* **Written exercise**: Tally the lines below that contain the string "head" and report only the resulting number.

* **Data shown**:
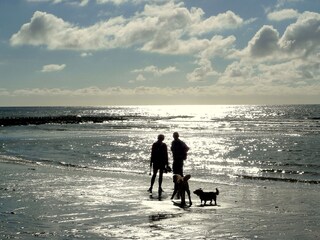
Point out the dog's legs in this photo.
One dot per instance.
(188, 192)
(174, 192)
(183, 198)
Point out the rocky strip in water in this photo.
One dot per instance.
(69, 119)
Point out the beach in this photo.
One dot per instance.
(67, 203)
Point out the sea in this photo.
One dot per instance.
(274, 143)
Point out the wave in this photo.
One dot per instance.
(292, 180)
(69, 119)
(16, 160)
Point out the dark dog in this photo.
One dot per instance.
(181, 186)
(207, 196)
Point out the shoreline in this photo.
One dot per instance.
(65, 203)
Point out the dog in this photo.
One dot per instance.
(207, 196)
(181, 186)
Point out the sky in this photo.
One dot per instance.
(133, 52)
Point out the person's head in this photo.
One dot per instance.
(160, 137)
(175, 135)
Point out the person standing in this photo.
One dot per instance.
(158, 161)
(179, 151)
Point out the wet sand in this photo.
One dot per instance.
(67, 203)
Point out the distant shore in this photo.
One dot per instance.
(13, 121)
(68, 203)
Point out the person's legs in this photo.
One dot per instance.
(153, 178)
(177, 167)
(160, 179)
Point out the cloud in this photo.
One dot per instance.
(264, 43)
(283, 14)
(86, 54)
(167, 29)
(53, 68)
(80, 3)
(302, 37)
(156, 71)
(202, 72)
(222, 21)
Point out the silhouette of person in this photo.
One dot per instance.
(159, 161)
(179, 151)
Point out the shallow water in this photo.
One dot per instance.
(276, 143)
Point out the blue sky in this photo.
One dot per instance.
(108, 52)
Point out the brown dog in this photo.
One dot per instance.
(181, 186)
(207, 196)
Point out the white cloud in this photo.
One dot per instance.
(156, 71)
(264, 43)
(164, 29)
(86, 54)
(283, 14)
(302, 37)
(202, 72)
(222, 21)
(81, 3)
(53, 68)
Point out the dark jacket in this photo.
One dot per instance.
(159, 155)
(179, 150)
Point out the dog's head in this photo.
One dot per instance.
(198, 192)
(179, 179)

--

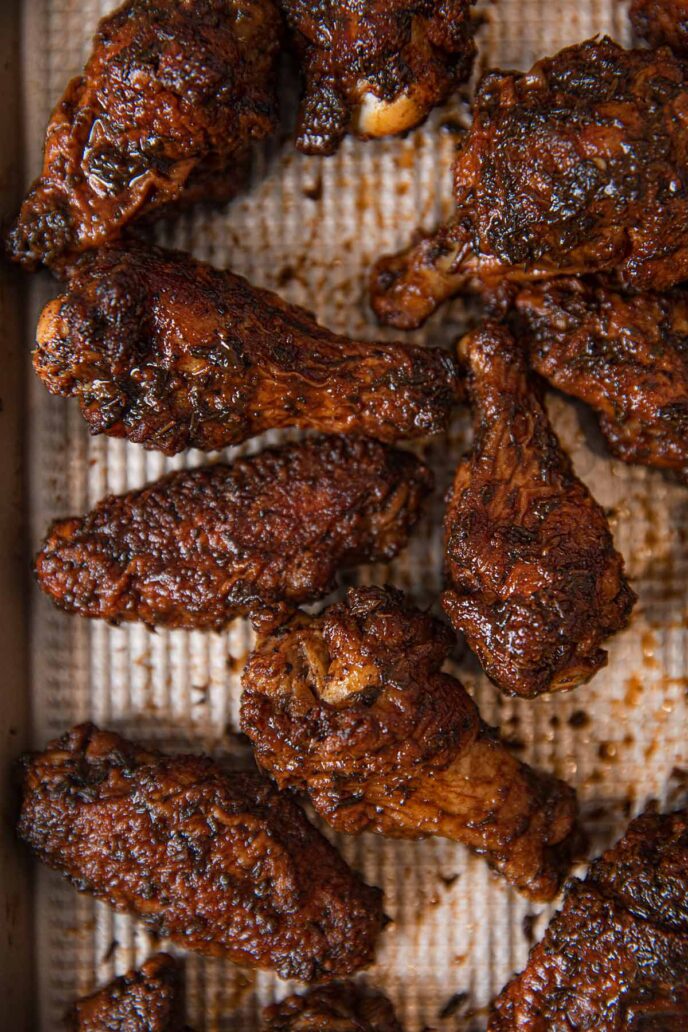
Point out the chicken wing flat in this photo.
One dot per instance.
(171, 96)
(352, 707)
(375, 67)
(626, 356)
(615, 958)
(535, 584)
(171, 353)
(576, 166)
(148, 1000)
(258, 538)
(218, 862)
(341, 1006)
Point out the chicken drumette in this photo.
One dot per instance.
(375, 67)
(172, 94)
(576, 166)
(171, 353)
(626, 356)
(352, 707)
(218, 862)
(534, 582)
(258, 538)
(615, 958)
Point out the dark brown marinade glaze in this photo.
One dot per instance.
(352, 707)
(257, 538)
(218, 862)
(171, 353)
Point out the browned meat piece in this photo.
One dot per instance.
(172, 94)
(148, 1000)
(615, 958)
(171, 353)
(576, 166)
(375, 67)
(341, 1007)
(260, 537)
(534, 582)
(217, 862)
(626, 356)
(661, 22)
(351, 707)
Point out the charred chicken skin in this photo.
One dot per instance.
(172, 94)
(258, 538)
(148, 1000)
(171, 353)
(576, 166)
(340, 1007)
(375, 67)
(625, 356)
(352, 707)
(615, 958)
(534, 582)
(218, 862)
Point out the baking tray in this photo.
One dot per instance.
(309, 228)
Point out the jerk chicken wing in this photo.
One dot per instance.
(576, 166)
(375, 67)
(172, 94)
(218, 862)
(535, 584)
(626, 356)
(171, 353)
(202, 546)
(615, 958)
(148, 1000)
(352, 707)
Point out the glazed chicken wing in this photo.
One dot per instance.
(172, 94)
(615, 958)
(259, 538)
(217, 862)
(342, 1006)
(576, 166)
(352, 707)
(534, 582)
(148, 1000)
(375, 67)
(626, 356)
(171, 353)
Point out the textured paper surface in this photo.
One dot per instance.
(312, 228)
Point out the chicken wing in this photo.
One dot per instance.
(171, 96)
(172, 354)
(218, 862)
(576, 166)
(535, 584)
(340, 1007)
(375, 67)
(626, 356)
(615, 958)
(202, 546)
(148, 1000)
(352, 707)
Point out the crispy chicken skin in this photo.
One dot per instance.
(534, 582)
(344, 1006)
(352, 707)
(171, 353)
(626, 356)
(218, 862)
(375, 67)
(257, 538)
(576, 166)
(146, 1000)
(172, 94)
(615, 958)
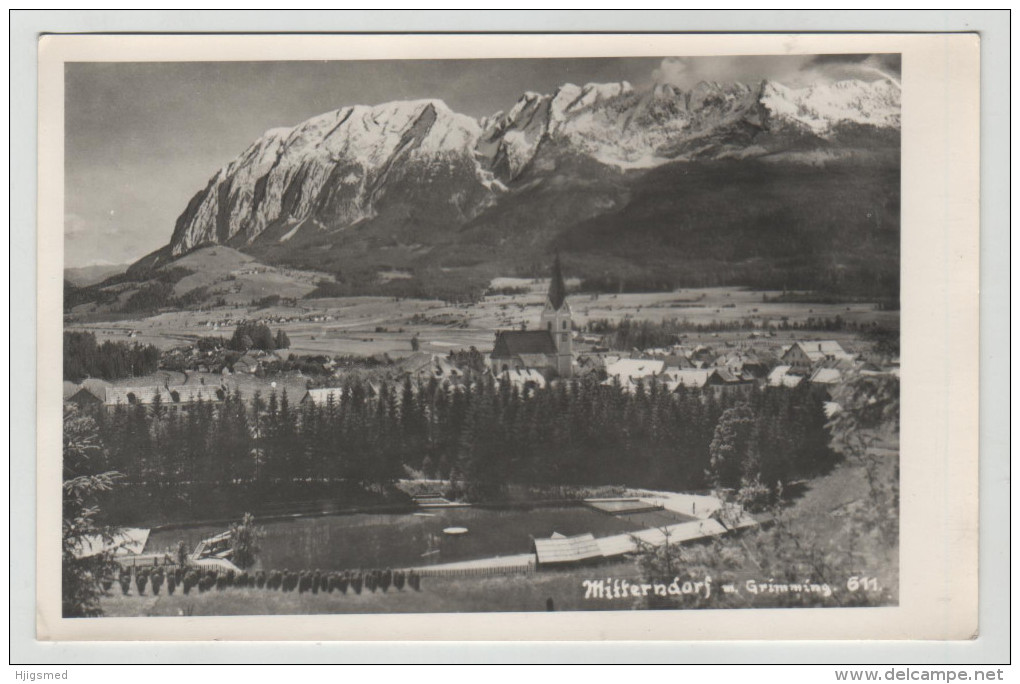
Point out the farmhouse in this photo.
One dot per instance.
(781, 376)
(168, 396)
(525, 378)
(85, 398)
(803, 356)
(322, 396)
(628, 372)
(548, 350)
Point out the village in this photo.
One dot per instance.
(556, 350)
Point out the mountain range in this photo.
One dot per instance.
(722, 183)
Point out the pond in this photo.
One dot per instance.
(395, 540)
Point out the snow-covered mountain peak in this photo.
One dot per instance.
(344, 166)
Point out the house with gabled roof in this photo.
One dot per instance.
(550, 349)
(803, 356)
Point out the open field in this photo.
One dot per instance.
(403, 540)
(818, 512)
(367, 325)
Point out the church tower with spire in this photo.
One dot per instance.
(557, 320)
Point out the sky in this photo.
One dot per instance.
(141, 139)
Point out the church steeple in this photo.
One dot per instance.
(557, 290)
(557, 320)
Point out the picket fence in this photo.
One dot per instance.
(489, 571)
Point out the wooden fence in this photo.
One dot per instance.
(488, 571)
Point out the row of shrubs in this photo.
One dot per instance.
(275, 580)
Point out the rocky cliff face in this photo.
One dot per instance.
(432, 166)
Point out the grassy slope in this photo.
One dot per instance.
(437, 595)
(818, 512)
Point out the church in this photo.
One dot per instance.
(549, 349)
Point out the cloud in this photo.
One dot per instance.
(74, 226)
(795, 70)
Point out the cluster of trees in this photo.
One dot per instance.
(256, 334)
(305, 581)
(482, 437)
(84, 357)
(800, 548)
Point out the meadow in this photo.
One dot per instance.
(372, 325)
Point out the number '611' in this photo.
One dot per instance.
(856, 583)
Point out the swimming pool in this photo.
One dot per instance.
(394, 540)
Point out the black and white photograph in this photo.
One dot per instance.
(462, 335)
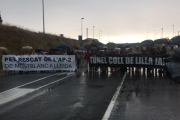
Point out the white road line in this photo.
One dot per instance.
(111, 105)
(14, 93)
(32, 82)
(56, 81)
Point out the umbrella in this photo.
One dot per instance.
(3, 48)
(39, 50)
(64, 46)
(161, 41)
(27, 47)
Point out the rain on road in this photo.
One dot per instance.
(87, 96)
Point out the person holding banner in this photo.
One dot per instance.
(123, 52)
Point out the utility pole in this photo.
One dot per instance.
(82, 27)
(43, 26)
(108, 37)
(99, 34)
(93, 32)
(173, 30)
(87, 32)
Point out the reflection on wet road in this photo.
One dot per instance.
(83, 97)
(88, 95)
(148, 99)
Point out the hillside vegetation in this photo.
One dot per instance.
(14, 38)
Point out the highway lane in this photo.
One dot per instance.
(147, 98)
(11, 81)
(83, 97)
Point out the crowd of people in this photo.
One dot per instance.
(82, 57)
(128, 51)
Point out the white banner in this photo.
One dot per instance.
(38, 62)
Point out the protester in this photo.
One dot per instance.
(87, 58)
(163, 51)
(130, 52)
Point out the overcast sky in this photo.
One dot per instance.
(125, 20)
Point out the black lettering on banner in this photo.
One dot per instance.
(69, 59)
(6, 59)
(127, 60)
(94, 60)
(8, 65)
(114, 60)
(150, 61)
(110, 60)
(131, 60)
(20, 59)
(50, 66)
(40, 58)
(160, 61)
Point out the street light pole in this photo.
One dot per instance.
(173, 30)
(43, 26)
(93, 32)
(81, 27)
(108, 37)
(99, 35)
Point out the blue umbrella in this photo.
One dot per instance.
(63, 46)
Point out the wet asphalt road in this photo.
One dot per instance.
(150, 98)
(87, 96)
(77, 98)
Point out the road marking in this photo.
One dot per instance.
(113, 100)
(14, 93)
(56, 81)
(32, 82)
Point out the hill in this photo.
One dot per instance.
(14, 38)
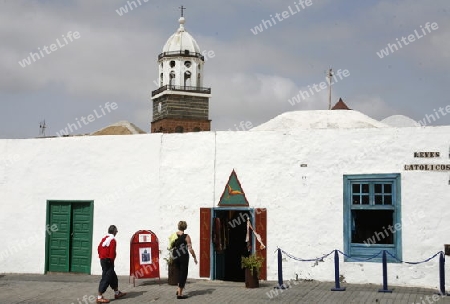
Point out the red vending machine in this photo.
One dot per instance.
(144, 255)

--

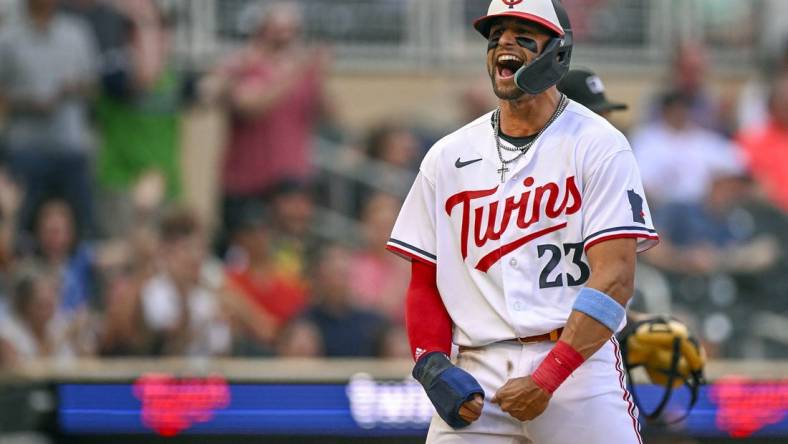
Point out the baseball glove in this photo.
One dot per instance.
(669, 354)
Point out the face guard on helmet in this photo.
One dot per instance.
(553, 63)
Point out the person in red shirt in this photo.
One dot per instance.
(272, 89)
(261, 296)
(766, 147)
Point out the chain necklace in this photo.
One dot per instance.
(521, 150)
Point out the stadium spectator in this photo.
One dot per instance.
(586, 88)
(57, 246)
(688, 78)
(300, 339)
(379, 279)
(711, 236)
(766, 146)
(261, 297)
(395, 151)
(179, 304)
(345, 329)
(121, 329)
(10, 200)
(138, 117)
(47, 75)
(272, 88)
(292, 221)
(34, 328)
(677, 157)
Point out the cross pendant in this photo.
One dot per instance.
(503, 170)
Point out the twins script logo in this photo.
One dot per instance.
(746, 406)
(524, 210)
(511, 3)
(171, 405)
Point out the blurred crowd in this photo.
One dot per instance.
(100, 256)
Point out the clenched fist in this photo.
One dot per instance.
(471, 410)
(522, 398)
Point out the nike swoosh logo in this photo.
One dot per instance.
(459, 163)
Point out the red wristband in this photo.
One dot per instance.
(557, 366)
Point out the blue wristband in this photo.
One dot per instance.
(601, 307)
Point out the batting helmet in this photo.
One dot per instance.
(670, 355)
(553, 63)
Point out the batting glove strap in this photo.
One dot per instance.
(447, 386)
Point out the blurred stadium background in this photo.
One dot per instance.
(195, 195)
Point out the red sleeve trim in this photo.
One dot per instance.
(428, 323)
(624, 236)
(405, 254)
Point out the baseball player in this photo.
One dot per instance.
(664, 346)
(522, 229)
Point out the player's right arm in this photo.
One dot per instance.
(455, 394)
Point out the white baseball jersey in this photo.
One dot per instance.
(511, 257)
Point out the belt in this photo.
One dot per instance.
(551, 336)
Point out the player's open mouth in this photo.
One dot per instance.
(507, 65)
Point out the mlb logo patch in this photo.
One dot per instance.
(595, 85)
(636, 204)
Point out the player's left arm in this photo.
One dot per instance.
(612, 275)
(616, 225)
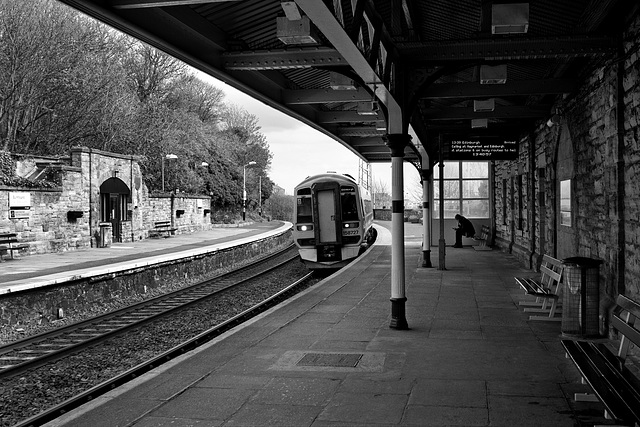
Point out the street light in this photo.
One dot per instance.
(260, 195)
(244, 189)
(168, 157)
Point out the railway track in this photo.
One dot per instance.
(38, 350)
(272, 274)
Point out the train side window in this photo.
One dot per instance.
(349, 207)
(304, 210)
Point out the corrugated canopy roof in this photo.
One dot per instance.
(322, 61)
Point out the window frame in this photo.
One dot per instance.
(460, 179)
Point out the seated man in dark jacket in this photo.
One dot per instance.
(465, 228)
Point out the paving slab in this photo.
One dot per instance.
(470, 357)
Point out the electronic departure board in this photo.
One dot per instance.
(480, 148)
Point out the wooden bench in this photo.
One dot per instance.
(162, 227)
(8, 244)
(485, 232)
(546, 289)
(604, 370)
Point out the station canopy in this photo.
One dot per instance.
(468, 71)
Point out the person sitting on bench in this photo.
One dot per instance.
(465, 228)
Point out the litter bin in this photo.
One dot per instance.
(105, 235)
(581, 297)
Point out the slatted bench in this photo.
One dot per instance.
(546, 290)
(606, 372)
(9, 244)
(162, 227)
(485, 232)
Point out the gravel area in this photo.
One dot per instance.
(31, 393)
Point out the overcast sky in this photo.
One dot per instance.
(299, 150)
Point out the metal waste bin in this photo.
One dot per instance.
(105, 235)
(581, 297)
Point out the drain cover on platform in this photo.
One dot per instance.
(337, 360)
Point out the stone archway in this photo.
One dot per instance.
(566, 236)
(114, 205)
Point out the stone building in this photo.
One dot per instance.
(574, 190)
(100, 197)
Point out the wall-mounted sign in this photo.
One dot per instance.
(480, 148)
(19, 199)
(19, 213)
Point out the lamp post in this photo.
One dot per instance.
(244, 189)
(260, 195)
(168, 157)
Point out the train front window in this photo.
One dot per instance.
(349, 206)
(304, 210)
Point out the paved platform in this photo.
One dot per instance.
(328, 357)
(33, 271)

* **Result**: 2